» Exercise:
Search the data for "shirt" and copy every matching line.

====== The records

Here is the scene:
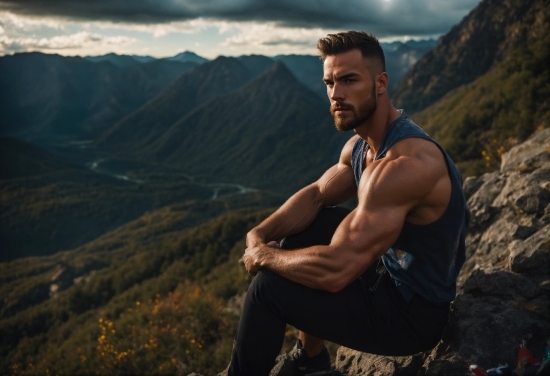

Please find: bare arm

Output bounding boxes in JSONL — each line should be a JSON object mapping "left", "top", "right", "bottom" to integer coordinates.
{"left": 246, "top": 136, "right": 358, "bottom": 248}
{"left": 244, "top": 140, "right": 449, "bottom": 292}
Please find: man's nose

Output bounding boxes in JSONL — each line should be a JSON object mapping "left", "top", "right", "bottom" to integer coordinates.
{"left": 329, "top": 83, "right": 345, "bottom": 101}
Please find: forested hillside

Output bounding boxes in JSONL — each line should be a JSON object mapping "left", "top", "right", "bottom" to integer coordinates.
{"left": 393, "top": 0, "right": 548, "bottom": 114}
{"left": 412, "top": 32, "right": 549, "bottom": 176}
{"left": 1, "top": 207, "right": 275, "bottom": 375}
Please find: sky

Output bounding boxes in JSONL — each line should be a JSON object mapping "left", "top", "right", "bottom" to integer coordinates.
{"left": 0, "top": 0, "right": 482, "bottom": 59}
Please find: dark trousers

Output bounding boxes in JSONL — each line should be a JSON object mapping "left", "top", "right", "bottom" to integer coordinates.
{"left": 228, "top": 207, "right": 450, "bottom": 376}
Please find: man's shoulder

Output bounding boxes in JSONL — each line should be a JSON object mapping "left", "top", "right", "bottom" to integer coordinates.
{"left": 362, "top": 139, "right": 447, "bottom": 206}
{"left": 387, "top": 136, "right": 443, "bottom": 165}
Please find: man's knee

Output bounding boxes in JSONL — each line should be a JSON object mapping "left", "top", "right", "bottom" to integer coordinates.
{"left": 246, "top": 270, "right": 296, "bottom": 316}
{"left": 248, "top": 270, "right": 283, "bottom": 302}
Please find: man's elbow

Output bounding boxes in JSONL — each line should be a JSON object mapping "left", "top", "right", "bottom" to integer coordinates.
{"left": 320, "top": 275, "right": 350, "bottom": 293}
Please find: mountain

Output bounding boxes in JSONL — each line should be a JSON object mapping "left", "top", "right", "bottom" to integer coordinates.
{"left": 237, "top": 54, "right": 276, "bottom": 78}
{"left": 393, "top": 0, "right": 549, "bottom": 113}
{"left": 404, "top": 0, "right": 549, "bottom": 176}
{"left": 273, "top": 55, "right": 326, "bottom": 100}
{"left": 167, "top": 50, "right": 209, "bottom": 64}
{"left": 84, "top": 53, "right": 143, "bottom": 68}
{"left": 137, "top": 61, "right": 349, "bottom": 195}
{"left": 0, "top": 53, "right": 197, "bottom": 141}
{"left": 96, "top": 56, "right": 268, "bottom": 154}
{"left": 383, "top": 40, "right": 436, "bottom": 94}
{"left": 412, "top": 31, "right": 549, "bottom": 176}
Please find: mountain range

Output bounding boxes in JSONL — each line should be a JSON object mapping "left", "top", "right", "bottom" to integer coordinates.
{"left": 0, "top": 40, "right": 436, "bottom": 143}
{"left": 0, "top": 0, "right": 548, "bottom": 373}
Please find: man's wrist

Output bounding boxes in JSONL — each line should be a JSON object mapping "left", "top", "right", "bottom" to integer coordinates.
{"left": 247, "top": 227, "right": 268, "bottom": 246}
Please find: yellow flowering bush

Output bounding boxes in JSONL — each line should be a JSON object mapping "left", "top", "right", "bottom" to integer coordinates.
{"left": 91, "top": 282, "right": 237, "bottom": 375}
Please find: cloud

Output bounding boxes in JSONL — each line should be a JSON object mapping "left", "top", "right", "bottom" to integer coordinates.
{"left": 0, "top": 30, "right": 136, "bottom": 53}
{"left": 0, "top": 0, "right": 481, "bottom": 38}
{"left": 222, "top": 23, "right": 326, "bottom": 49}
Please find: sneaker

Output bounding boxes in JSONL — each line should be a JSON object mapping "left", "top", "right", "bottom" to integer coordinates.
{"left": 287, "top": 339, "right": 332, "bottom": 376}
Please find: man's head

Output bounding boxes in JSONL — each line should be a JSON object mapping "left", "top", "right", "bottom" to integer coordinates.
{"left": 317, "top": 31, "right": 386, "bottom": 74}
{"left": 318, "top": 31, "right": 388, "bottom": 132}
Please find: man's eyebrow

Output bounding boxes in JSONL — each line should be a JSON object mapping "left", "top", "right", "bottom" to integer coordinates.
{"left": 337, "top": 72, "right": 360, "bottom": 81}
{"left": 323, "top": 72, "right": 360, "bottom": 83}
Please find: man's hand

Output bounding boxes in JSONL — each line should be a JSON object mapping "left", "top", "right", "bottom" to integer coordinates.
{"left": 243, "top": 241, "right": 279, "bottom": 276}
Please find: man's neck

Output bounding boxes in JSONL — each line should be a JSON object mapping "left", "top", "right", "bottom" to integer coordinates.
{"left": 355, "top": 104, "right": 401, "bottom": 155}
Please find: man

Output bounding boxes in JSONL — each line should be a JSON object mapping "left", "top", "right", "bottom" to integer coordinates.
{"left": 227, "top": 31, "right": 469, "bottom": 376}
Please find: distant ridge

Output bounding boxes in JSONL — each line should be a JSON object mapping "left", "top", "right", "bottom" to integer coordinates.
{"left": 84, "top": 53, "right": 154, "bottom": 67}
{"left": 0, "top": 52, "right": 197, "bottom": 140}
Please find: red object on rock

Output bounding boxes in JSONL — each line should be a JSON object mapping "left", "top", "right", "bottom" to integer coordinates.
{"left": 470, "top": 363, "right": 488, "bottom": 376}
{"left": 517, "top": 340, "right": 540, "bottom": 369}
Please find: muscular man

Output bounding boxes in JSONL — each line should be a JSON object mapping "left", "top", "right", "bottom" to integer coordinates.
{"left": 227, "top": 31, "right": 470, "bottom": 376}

============
====== The records

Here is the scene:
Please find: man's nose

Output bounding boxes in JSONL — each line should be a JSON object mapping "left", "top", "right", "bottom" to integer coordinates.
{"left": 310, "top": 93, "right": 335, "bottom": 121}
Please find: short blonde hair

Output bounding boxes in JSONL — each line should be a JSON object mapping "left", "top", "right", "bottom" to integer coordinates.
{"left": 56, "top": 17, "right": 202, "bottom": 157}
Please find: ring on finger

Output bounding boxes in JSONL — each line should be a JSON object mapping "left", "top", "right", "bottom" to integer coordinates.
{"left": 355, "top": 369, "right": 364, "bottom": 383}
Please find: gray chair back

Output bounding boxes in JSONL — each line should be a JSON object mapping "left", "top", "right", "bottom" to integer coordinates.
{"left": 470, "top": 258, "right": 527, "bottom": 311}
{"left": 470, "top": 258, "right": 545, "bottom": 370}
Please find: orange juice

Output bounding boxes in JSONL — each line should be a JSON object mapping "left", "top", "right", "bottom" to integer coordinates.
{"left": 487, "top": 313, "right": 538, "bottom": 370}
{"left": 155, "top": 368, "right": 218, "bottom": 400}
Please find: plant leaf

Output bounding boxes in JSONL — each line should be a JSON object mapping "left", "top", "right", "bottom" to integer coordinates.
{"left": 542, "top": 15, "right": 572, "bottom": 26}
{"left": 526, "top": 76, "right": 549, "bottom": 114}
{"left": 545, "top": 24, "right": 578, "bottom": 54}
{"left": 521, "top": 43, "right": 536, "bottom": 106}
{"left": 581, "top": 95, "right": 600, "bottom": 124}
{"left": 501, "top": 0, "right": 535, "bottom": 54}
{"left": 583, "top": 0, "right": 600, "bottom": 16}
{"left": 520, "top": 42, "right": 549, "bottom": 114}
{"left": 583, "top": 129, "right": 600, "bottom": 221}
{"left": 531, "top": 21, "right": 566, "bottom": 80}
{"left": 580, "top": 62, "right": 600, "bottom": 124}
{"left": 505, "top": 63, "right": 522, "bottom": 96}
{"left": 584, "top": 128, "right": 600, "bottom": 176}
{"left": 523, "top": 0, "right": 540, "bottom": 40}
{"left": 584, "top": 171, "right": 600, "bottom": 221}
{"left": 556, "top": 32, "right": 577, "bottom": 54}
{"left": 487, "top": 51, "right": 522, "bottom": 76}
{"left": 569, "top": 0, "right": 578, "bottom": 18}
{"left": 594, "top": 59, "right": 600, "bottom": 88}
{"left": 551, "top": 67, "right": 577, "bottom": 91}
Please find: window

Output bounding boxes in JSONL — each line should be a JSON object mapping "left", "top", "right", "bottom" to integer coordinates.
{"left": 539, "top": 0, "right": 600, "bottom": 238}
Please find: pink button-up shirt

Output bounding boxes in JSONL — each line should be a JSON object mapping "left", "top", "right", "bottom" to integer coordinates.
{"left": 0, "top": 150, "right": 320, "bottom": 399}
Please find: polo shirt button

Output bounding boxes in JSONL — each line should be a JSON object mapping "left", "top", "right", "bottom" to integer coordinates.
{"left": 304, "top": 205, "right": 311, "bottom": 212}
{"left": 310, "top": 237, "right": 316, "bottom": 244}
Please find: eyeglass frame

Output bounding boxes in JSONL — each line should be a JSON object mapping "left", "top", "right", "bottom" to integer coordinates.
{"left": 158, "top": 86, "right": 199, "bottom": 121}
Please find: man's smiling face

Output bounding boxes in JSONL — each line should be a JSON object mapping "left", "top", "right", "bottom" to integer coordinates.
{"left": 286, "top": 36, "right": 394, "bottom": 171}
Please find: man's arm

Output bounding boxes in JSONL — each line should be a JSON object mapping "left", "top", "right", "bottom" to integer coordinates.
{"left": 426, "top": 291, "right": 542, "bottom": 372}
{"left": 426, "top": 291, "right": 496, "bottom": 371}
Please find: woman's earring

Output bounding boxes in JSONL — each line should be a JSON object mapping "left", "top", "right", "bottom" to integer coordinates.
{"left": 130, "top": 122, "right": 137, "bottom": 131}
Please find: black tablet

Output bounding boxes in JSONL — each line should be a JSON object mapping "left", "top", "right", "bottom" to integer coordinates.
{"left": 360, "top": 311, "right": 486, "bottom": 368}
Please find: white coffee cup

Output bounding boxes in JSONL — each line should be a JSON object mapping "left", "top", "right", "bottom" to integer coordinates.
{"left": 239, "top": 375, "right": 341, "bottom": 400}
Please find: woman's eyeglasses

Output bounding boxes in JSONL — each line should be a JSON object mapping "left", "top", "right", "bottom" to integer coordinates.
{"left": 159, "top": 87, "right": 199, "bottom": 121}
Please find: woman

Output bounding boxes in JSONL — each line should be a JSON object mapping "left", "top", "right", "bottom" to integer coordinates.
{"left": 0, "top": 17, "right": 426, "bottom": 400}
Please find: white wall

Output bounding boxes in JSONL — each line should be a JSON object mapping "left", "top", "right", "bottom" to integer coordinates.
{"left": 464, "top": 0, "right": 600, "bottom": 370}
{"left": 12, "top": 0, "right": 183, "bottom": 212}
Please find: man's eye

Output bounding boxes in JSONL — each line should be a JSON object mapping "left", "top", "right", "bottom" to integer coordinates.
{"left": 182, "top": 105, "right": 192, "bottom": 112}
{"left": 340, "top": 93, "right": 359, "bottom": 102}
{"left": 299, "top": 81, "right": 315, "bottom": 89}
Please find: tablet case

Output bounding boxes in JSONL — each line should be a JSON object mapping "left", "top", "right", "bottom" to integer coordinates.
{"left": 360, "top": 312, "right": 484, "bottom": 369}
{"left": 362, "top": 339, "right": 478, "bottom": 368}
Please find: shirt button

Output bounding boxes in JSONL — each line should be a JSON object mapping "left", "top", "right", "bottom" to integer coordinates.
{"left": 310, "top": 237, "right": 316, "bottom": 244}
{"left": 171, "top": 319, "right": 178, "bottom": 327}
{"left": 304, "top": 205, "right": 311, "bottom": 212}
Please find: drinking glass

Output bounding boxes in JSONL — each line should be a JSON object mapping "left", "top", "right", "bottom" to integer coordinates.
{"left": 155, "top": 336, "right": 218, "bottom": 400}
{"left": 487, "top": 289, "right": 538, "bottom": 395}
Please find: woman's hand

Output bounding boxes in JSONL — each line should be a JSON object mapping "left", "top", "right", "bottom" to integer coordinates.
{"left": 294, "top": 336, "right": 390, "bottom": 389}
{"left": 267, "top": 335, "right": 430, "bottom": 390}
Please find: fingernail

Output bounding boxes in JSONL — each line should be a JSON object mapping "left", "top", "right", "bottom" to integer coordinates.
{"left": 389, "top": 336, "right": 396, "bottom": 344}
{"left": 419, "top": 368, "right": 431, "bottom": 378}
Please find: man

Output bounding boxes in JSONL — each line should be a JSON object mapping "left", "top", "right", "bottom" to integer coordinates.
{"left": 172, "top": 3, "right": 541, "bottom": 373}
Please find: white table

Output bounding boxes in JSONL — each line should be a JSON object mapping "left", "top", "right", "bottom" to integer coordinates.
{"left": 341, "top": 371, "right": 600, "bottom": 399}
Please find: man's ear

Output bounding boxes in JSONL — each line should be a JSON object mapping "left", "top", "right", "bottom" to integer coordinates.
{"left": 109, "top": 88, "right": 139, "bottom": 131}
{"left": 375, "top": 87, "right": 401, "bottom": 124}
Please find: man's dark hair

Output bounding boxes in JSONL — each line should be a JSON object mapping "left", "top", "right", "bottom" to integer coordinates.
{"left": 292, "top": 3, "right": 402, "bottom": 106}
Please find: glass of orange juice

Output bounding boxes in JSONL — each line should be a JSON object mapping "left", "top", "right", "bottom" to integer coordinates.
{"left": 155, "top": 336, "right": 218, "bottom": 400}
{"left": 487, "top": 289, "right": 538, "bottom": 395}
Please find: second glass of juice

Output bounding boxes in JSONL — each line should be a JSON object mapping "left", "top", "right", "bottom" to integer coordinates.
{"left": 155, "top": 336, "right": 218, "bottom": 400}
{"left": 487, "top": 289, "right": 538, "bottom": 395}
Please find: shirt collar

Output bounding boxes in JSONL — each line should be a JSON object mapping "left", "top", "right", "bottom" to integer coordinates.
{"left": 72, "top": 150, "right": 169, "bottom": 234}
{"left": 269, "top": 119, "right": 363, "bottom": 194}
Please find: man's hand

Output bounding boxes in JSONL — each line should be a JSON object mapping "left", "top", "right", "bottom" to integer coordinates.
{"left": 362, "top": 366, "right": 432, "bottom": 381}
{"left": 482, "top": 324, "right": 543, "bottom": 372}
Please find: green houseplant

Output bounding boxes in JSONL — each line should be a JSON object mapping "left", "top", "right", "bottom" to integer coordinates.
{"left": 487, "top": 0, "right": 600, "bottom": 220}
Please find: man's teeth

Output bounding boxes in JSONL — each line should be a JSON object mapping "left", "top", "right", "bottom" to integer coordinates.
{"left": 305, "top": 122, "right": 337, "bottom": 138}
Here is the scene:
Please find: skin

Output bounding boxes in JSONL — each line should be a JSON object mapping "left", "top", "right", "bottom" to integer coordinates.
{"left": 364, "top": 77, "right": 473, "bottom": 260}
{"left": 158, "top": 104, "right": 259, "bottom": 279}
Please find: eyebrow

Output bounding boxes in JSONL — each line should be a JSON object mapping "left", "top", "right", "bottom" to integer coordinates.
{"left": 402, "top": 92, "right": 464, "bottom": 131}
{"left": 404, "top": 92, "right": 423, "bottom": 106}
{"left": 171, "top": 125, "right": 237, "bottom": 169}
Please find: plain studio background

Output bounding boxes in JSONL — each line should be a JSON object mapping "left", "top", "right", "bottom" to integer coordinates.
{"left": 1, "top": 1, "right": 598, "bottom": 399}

============
====== The records

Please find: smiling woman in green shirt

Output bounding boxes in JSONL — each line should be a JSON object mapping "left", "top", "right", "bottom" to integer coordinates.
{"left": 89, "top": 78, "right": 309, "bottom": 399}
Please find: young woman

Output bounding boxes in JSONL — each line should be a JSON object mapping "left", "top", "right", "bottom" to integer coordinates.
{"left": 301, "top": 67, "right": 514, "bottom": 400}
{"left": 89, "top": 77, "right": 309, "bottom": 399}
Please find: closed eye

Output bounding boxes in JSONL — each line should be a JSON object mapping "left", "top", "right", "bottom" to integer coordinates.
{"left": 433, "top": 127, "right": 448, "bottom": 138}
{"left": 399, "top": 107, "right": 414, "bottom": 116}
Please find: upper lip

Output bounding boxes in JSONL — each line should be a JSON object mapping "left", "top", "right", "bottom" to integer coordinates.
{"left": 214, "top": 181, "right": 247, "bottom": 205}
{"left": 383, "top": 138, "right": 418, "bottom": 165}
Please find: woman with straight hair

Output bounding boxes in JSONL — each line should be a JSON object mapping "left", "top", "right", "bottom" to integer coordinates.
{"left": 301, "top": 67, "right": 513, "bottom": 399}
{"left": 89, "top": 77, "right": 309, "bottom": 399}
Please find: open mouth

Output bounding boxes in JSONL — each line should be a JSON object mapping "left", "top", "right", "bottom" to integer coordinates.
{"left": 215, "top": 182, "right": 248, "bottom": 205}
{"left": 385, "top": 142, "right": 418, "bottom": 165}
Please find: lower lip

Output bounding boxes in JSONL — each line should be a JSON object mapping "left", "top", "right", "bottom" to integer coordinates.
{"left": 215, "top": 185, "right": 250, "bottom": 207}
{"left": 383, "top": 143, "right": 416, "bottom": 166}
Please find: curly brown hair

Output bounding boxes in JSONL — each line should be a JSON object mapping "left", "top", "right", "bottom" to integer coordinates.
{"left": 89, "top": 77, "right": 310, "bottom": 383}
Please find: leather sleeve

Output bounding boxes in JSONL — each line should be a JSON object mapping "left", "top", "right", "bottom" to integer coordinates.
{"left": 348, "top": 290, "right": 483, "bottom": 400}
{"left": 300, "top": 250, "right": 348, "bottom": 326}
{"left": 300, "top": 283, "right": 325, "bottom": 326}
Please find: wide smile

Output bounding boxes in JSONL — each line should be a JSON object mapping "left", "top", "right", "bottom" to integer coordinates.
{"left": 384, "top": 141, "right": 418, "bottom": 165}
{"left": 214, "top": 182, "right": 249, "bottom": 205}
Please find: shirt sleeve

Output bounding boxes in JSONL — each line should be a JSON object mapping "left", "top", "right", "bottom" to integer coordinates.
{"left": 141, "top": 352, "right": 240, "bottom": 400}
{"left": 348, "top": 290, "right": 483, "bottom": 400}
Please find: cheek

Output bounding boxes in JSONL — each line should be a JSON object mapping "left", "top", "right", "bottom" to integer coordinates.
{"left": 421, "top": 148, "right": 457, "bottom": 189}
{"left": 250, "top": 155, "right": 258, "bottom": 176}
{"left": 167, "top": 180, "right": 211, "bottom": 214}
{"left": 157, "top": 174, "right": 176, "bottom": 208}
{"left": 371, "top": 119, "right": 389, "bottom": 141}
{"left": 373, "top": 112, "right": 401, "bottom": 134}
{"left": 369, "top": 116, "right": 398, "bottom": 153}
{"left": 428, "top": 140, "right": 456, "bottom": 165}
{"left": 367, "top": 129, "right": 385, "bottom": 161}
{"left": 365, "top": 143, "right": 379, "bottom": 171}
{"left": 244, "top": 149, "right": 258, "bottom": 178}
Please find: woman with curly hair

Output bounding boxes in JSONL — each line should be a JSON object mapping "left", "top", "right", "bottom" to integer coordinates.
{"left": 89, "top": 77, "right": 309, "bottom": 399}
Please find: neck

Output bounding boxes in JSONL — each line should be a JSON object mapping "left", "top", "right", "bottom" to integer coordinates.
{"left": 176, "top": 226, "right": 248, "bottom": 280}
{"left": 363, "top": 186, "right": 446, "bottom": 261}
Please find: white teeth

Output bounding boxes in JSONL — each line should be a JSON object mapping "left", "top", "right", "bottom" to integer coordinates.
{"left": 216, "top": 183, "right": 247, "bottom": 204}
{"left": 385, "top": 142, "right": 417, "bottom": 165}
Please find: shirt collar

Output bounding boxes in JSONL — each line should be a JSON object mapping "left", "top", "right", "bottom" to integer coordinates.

============

» Exercise response:
Please find: pink button-up shirt
Please find: polo shirt button
Please find: shirt button
Please find: shirt collar
Please find: smiling woman in green shirt
Please find: shirt sleeve
Please find: shirt collar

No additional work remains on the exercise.